**** Entries provided ****

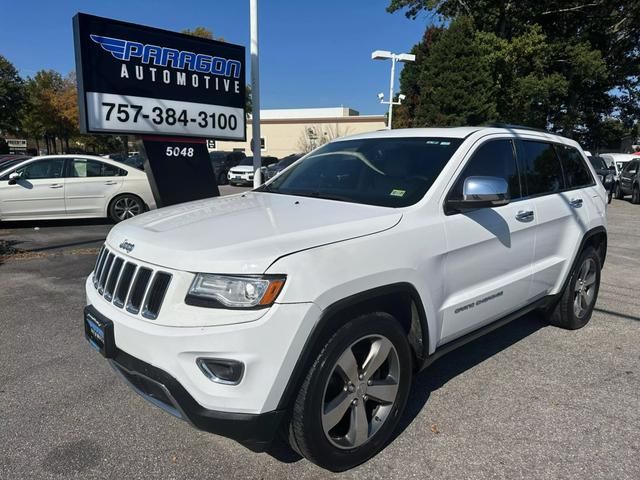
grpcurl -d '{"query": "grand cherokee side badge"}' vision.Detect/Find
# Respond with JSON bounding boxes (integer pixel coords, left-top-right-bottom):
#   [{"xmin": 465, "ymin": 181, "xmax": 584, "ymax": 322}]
[{"xmin": 119, "ymin": 240, "xmax": 135, "ymax": 253}]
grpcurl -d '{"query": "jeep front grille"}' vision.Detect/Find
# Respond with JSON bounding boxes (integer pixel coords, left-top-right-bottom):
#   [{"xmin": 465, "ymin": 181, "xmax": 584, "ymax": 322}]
[{"xmin": 92, "ymin": 246, "xmax": 171, "ymax": 320}]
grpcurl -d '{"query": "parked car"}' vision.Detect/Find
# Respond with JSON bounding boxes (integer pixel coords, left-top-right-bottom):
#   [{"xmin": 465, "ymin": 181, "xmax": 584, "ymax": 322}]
[
  {"xmin": 588, "ymin": 155, "xmax": 616, "ymax": 203},
  {"xmin": 0, "ymin": 155, "xmax": 31, "ymax": 170},
  {"xmin": 265, "ymin": 153, "xmax": 303, "ymax": 181},
  {"xmin": 84, "ymin": 127, "xmax": 607, "ymax": 471},
  {"xmin": 209, "ymin": 151, "xmax": 246, "ymax": 185},
  {"xmin": 600, "ymin": 153, "xmax": 634, "ymax": 194},
  {"xmin": 121, "ymin": 153, "xmax": 144, "ymax": 170},
  {"xmin": 0, "ymin": 155, "xmax": 156, "ymax": 222},
  {"xmin": 616, "ymin": 157, "xmax": 640, "ymax": 204},
  {"xmin": 227, "ymin": 157, "xmax": 278, "ymax": 185}
]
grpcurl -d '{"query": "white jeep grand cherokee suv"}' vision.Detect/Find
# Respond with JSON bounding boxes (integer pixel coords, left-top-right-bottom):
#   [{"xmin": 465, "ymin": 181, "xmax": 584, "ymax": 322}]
[{"xmin": 85, "ymin": 127, "xmax": 607, "ymax": 471}]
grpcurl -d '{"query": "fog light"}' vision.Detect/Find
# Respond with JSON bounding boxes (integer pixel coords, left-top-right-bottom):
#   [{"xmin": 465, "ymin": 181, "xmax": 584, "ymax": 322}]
[{"xmin": 196, "ymin": 358, "xmax": 244, "ymax": 385}]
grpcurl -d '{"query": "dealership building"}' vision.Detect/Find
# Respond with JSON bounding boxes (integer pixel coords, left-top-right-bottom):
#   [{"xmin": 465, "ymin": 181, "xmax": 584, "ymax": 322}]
[{"xmin": 210, "ymin": 107, "xmax": 386, "ymax": 158}]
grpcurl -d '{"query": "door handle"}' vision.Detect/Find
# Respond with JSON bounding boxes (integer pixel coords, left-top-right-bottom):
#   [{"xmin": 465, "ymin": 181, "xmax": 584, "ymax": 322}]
[{"xmin": 516, "ymin": 210, "xmax": 533, "ymax": 222}]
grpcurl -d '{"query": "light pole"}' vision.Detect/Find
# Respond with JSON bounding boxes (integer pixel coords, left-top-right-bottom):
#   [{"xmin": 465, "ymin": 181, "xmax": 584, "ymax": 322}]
[
  {"xmin": 371, "ymin": 50, "xmax": 416, "ymax": 130},
  {"xmin": 249, "ymin": 0, "xmax": 262, "ymax": 188}
]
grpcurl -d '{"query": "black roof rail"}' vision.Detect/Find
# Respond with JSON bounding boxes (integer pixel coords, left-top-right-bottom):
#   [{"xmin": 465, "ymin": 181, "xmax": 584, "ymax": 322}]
[{"xmin": 483, "ymin": 122, "xmax": 551, "ymax": 133}]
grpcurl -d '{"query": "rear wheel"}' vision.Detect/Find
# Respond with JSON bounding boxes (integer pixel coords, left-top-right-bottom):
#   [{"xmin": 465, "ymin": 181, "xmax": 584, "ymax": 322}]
[
  {"xmin": 290, "ymin": 313, "xmax": 412, "ymax": 471},
  {"xmin": 109, "ymin": 193, "xmax": 144, "ymax": 223},
  {"xmin": 548, "ymin": 247, "xmax": 600, "ymax": 330}
]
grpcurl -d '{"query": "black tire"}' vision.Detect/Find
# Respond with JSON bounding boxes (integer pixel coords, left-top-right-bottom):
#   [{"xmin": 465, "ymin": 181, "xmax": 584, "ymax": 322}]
[
  {"xmin": 289, "ymin": 312, "xmax": 412, "ymax": 472},
  {"xmin": 614, "ymin": 182, "xmax": 624, "ymax": 200},
  {"xmin": 109, "ymin": 193, "xmax": 145, "ymax": 223},
  {"xmin": 547, "ymin": 247, "xmax": 601, "ymax": 330}
]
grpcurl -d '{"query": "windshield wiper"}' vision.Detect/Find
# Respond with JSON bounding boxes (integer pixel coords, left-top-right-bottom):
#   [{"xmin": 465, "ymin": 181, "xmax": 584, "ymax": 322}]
[{"xmin": 279, "ymin": 191, "xmax": 355, "ymax": 203}]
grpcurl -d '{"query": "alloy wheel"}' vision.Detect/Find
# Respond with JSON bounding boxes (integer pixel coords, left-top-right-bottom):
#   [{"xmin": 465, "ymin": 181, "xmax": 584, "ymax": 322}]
[
  {"xmin": 113, "ymin": 197, "xmax": 142, "ymax": 220},
  {"xmin": 321, "ymin": 335, "xmax": 400, "ymax": 449},
  {"xmin": 573, "ymin": 258, "xmax": 597, "ymax": 318}
]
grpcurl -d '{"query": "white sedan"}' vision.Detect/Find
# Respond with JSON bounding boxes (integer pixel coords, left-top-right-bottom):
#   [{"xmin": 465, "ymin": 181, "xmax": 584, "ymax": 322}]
[{"xmin": 0, "ymin": 155, "xmax": 156, "ymax": 222}]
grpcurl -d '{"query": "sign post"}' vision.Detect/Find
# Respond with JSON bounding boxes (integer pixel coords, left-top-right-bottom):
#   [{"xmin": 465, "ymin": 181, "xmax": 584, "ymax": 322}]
[{"xmin": 73, "ymin": 13, "xmax": 246, "ymax": 206}]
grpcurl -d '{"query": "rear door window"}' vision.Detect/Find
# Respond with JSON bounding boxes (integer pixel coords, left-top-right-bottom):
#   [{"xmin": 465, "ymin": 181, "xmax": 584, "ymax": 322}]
[
  {"xmin": 16, "ymin": 158, "xmax": 64, "ymax": 180},
  {"xmin": 555, "ymin": 145, "xmax": 593, "ymax": 188},
  {"xmin": 69, "ymin": 158, "xmax": 127, "ymax": 178},
  {"xmin": 519, "ymin": 140, "xmax": 565, "ymax": 196}
]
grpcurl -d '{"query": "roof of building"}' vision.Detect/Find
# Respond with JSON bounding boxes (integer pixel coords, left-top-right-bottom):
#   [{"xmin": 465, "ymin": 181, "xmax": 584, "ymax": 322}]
[{"xmin": 260, "ymin": 107, "xmax": 360, "ymax": 120}]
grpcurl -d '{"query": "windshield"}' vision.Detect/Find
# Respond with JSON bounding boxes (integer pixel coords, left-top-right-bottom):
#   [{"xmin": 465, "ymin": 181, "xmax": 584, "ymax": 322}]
[
  {"xmin": 589, "ymin": 157, "xmax": 608, "ymax": 170},
  {"xmin": 258, "ymin": 137, "xmax": 462, "ymax": 207}
]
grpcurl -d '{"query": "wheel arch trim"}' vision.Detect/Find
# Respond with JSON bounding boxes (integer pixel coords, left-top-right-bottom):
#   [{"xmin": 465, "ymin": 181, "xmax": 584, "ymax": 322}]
[{"xmin": 277, "ymin": 282, "xmax": 430, "ymax": 409}]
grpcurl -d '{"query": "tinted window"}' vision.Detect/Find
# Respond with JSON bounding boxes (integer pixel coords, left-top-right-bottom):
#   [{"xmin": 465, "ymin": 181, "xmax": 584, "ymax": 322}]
[
  {"xmin": 555, "ymin": 145, "xmax": 593, "ymax": 188},
  {"xmin": 69, "ymin": 158, "xmax": 127, "ymax": 178},
  {"xmin": 623, "ymin": 161, "xmax": 638, "ymax": 175},
  {"xmin": 520, "ymin": 141, "xmax": 564, "ymax": 195},
  {"xmin": 449, "ymin": 140, "xmax": 522, "ymax": 200},
  {"xmin": 16, "ymin": 158, "xmax": 64, "ymax": 180},
  {"xmin": 260, "ymin": 138, "xmax": 462, "ymax": 207}
]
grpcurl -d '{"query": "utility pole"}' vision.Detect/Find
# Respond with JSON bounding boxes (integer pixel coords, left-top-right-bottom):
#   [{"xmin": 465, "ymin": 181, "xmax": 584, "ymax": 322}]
[
  {"xmin": 371, "ymin": 50, "xmax": 416, "ymax": 130},
  {"xmin": 249, "ymin": 0, "xmax": 262, "ymax": 188}
]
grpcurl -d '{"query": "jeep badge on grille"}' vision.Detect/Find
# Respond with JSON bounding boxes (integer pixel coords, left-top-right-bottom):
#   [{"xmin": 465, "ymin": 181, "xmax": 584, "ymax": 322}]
[{"xmin": 119, "ymin": 240, "xmax": 135, "ymax": 253}]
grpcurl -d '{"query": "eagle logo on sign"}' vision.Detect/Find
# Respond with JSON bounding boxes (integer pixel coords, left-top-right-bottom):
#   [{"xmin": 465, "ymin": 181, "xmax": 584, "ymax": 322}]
[{"xmin": 89, "ymin": 35, "xmax": 127, "ymax": 60}]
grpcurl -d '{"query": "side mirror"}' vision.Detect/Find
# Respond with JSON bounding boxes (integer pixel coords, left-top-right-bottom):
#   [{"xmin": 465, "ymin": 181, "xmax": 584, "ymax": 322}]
[
  {"xmin": 9, "ymin": 172, "xmax": 22, "ymax": 185},
  {"xmin": 447, "ymin": 177, "xmax": 511, "ymax": 211}
]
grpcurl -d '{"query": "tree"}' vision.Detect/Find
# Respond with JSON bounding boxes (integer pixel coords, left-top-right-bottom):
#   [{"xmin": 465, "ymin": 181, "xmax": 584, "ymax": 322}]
[
  {"xmin": 393, "ymin": 26, "xmax": 444, "ymax": 128},
  {"xmin": 415, "ymin": 17, "xmax": 496, "ymax": 126},
  {"xmin": 388, "ymin": 0, "xmax": 640, "ymax": 146},
  {"xmin": 0, "ymin": 55, "xmax": 24, "ymax": 133},
  {"xmin": 181, "ymin": 27, "xmax": 224, "ymax": 42}
]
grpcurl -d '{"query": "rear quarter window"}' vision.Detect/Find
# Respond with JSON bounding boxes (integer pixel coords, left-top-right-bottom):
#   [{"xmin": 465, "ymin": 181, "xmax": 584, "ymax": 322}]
[{"xmin": 555, "ymin": 145, "xmax": 593, "ymax": 188}]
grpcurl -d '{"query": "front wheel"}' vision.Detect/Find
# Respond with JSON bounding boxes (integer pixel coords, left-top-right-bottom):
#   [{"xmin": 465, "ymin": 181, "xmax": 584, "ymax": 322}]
[
  {"xmin": 109, "ymin": 193, "xmax": 144, "ymax": 223},
  {"xmin": 548, "ymin": 247, "xmax": 600, "ymax": 330},
  {"xmin": 289, "ymin": 313, "xmax": 412, "ymax": 471}
]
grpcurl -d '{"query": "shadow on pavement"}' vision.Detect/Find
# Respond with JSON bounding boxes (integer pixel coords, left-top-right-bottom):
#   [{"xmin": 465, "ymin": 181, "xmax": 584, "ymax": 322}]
[
  {"xmin": 594, "ymin": 308, "xmax": 640, "ymax": 322},
  {"xmin": 0, "ymin": 218, "xmax": 114, "ymax": 231},
  {"xmin": 392, "ymin": 312, "xmax": 548, "ymax": 441}
]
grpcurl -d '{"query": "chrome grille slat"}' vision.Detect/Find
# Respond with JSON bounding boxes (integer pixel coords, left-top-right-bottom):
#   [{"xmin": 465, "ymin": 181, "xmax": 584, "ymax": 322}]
[
  {"xmin": 93, "ymin": 245, "xmax": 172, "ymax": 320},
  {"xmin": 126, "ymin": 267, "xmax": 153, "ymax": 314},
  {"xmin": 93, "ymin": 247, "xmax": 108, "ymax": 288},
  {"xmin": 142, "ymin": 271, "xmax": 171, "ymax": 320},
  {"xmin": 104, "ymin": 257, "xmax": 124, "ymax": 301},
  {"xmin": 98, "ymin": 252, "xmax": 115, "ymax": 295},
  {"xmin": 113, "ymin": 262, "xmax": 137, "ymax": 308}
]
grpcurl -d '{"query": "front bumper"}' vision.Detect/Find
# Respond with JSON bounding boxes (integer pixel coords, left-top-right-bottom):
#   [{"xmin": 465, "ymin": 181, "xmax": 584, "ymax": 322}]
[
  {"xmin": 109, "ymin": 344, "xmax": 286, "ymax": 452},
  {"xmin": 86, "ymin": 278, "xmax": 321, "ymax": 449}
]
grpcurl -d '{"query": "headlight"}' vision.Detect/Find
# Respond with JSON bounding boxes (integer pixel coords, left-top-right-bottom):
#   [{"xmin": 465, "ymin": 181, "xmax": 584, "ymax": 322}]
[{"xmin": 186, "ymin": 273, "xmax": 285, "ymax": 308}]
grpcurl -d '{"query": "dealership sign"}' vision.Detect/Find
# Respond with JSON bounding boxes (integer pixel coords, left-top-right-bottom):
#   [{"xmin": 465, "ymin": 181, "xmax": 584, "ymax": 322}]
[{"xmin": 73, "ymin": 13, "xmax": 246, "ymax": 140}]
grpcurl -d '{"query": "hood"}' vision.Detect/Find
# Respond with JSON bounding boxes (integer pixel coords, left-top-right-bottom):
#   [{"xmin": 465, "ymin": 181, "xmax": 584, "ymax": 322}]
[{"xmin": 107, "ymin": 192, "xmax": 402, "ymax": 274}]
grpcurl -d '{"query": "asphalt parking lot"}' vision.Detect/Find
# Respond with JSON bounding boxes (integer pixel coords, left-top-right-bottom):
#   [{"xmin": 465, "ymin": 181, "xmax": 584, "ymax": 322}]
[{"xmin": 0, "ymin": 193, "xmax": 640, "ymax": 480}]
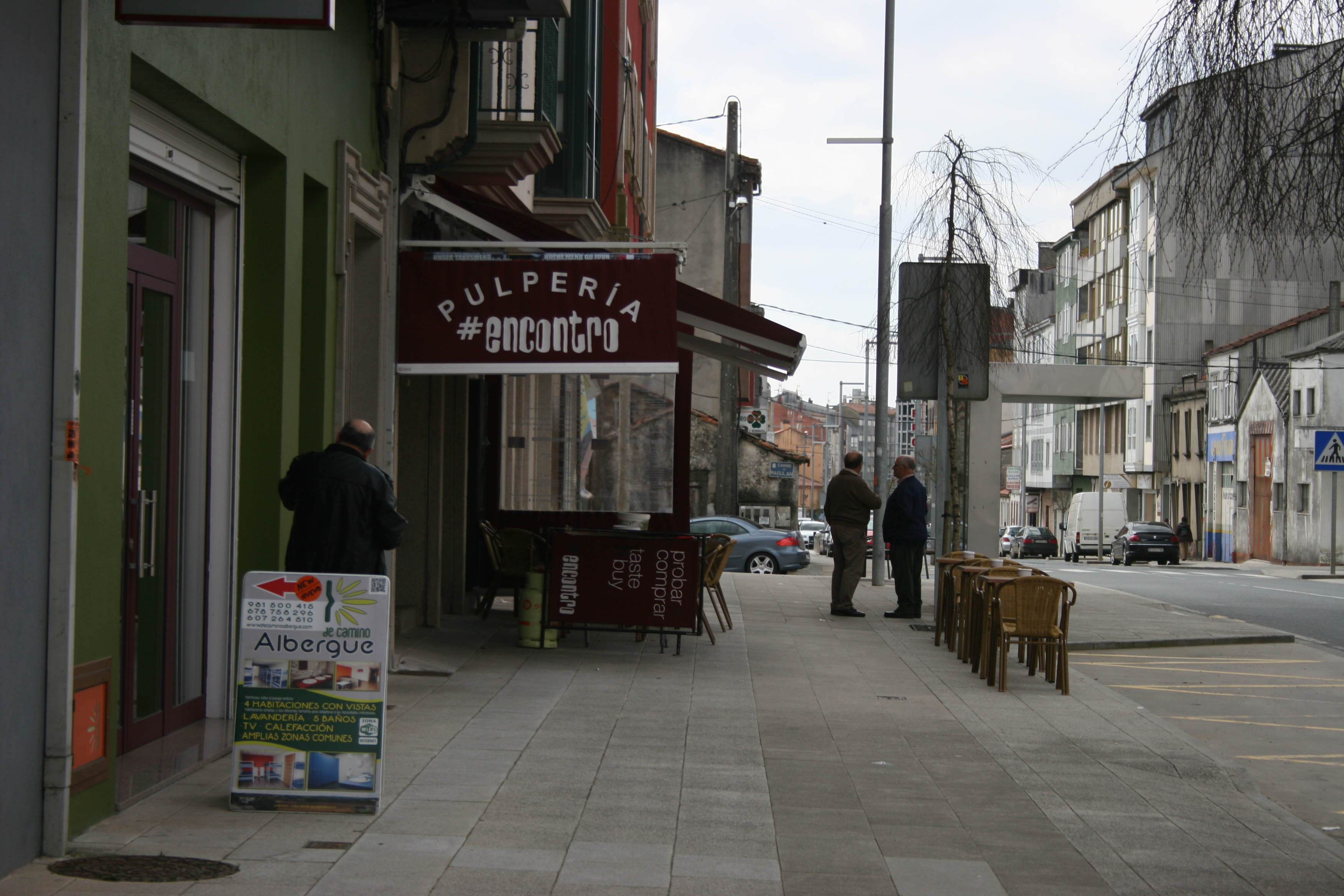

****

What is asked:
Show every line of the material above that contains the string "roof", matching case exactly.

Expected output:
grpcurl -d '{"query": "black roof rail"}' vision.Detect/Find
grpcurl -d '{"query": "roof of building"}' vision.Detect/Find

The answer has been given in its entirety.